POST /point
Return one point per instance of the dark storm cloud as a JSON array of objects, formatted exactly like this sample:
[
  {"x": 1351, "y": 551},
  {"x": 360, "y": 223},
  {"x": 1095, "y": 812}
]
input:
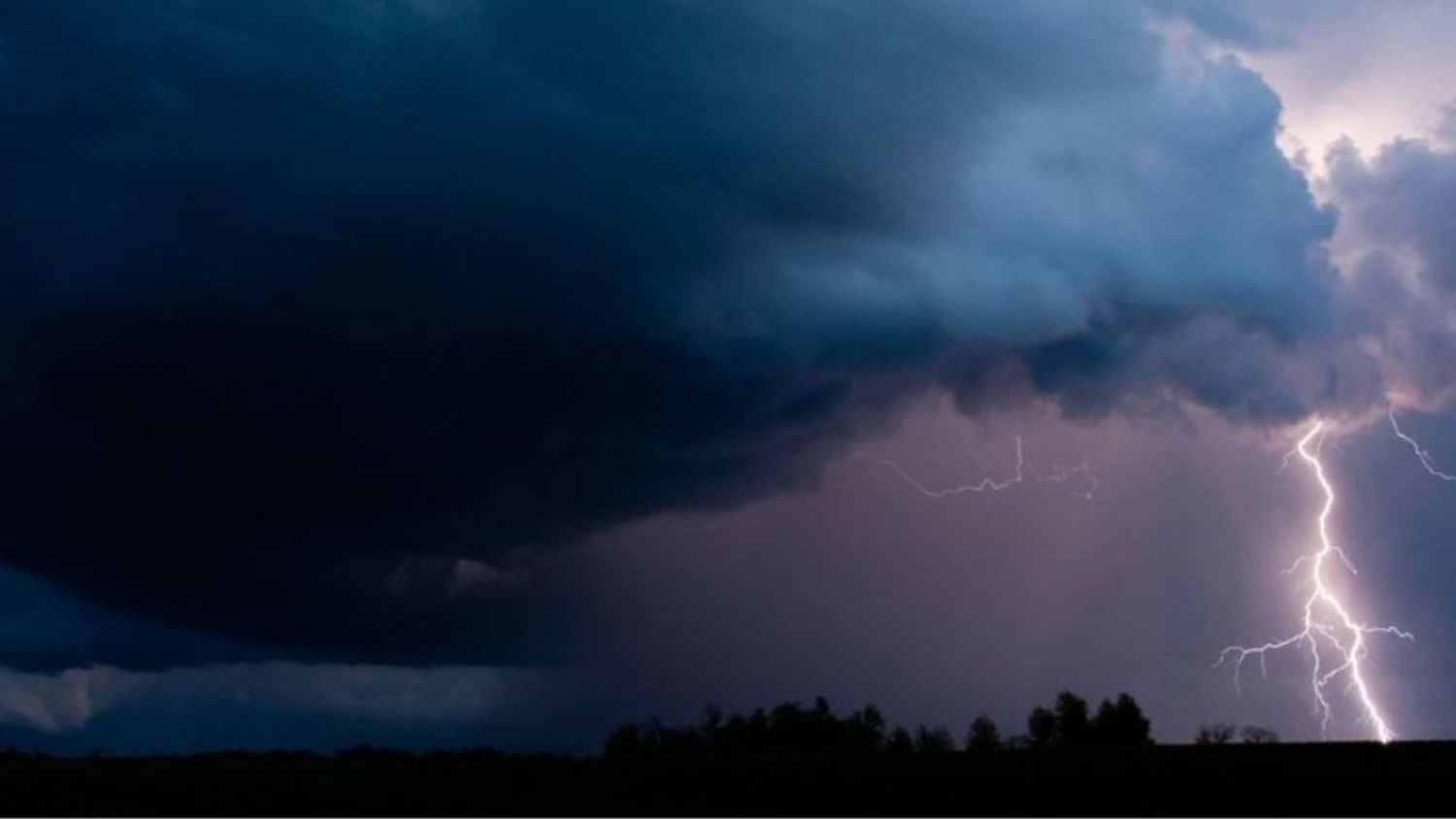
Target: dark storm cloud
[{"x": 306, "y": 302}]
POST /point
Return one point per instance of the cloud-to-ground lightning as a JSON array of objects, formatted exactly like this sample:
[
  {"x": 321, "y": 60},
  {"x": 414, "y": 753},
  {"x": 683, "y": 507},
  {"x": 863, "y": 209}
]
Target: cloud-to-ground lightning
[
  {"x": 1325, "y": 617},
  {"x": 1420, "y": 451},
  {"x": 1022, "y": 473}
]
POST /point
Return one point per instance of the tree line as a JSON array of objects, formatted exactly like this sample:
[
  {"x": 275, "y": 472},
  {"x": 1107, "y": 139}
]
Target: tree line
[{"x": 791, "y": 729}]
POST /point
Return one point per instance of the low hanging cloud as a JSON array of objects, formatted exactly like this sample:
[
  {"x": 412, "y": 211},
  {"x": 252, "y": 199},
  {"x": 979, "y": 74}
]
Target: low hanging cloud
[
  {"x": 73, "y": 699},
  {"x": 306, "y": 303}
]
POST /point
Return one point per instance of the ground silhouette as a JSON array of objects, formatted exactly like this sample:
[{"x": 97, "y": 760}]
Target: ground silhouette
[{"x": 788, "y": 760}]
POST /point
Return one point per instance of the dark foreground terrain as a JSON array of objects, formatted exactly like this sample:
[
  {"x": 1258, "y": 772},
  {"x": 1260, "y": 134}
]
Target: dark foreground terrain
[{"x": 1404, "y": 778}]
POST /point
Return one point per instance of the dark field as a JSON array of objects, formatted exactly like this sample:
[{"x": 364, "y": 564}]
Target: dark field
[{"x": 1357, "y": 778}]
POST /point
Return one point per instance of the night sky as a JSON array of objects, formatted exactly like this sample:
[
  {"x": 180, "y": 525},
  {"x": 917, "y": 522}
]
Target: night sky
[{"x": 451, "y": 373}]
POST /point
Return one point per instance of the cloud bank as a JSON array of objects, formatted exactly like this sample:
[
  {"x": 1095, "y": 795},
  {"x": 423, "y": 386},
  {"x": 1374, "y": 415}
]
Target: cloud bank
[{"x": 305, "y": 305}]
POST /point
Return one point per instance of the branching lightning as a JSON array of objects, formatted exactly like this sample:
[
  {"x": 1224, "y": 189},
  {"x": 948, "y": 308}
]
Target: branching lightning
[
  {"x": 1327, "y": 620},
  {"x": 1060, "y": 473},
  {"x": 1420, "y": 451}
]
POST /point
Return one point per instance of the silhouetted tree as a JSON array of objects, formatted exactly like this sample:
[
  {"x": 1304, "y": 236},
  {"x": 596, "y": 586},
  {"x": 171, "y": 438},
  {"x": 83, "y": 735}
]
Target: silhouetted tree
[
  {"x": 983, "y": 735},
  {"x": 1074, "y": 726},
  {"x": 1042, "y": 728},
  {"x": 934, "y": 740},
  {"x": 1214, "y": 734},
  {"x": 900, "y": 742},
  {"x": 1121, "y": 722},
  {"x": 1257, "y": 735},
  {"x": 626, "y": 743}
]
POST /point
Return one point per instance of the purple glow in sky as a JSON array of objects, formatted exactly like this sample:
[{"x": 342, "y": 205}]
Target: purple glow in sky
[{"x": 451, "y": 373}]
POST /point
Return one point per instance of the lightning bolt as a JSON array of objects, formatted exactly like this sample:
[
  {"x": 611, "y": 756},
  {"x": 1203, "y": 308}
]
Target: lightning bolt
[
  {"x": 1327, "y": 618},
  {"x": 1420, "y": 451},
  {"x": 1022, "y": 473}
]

━━━━━━━━━━━━━━━━━━━━

> **Objective**
Omit every image. Quote each record exactly.

> **Answer**
POST /point
Return one point per instance of the dark storm cloud as a JSON array of objects, formatted exactly like this sample:
[
  {"x": 1351, "y": 551},
  {"x": 360, "y": 223},
  {"x": 1095, "y": 812}
]
input:
Target: dark storm cloud
[{"x": 306, "y": 302}]
POST /point
Return one point per instance of the cloud-to-ground lightning as a JSON array of objects, formatted exactly like this sample:
[
  {"x": 321, "y": 60},
  {"x": 414, "y": 753},
  {"x": 683, "y": 507},
  {"x": 863, "y": 209}
]
Target: cloud-to-ground lightning
[
  {"x": 1325, "y": 617},
  {"x": 1420, "y": 451},
  {"x": 1022, "y": 473}
]
POST /point
Return one point per instance of the tree line as a JSON array of objects, formatted exactly like this sample:
[
  {"x": 275, "y": 472},
  {"x": 1107, "y": 139}
]
Target: tree line
[{"x": 791, "y": 729}]
POST /point
Return one point per instance of the low hanging cloud as a JSON array of objects, formatted exactly like this sample:
[
  {"x": 412, "y": 211},
  {"x": 252, "y": 199},
  {"x": 979, "y": 74}
]
Target: low hanging cloud
[
  {"x": 73, "y": 699},
  {"x": 306, "y": 303}
]
POST /point
Return one point per instance of the ground silhouette as a JSON array of objects, formatted exactly like this sample:
[{"x": 97, "y": 760}]
Target: ground silhouette
[{"x": 788, "y": 760}]
POST /point
Return one point per instance of the dark foreground terrain as a JSON array of objects, formatted exactly like this sample:
[
  {"x": 1258, "y": 772},
  {"x": 1260, "y": 134}
]
Target: dark foreground terrain
[{"x": 1404, "y": 778}]
POST /point
Return one point per instance of the dark field as a JSON array of objects, formatted exactly like this sample:
[{"x": 364, "y": 564}]
Target: dark field
[{"x": 1357, "y": 778}]
POST /point
Return one point per instance of the night sky as a JSON array of objects, formatted exactly like this sample:
[
  {"x": 180, "y": 525},
  {"x": 917, "y": 522}
]
Target: night sky
[{"x": 451, "y": 373}]
POST /point
Return one point per instance of the cloud bank as a JSON array of objects, formatted exactly like this sample:
[
  {"x": 1095, "y": 795},
  {"x": 423, "y": 386},
  {"x": 1374, "y": 415}
]
Target: cloud bank
[{"x": 305, "y": 305}]
POST /point
Return one point per instance of the branching lightning as a JSON array of objects, formatted exactly like this sample:
[
  {"x": 1224, "y": 189},
  {"x": 948, "y": 308}
]
Target: branching lightning
[
  {"x": 1327, "y": 620},
  {"x": 1060, "y": 473},
  {"x": 1420, "y": 451}
]
POST /point
Return one point per instance of the silhouetted tree as a JSON array of objects, formatted exactly like this sample:
[
  {"x": 1304, "y": 236},
  {"x": 596, "y": 586},
  {"x": 171, "y": 438},
  {"x": 83, "y": 735}
]
Target: silhouetted tree
[
  {"x": 983, "y": 735},
  {"x": 1074, "y": 726},
  {"x": 1042, "y": 728},
  {"x": 934, "y": 740},
  {"x": 1214, "y": 734},
  {"x": 900, "y": 742},
  {"x": 1121, "y": 722},
  {"x": 1257, "y": 735},
  {"x": 626, "y": 743}
]
POST /point
Return one point per instance of the purple glow in sky as a JSON array of objects, formatted exactly like this sample:
[{"x": 342, "y": 205}]
Target: purple glow in sky
[{"x": 451, "y": 373}]
POST /point
Return one point per instance of the lightning bolt as a JSON array of objects, formatted exactly like this sample:
[
  {"x": 611, "y": 756},
  {"x": 1203, "y": 308}
]
Target: lightning bolt
[
  {"x": 1327, "y": 618},
  {"x": 1420, "y": 451},
  {"x": 1022, "y": 473}
]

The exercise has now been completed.